(Records drawn from a data source)
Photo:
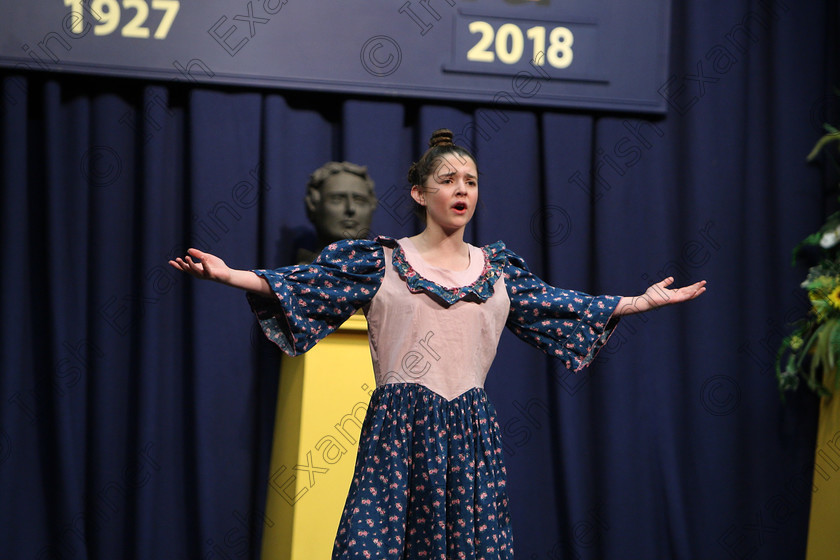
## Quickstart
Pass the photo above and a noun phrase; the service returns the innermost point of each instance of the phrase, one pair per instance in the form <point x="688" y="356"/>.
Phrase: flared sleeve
<point x="311" y="301"/>
<point x="569" y="325"/>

• Description of the task:
Reproduce every line above word for word, omitting the picture.

• The answer:
Photo:
## Quickstart
Pass the photo above and a noun phrase; the service returns the innermost point of each instance of the phrase, one pair per instance in the form <point x="688" y="356"/>.
Phrase: flared sleeve
<point x="311" y="301"/>
<point x="569" y="325"/>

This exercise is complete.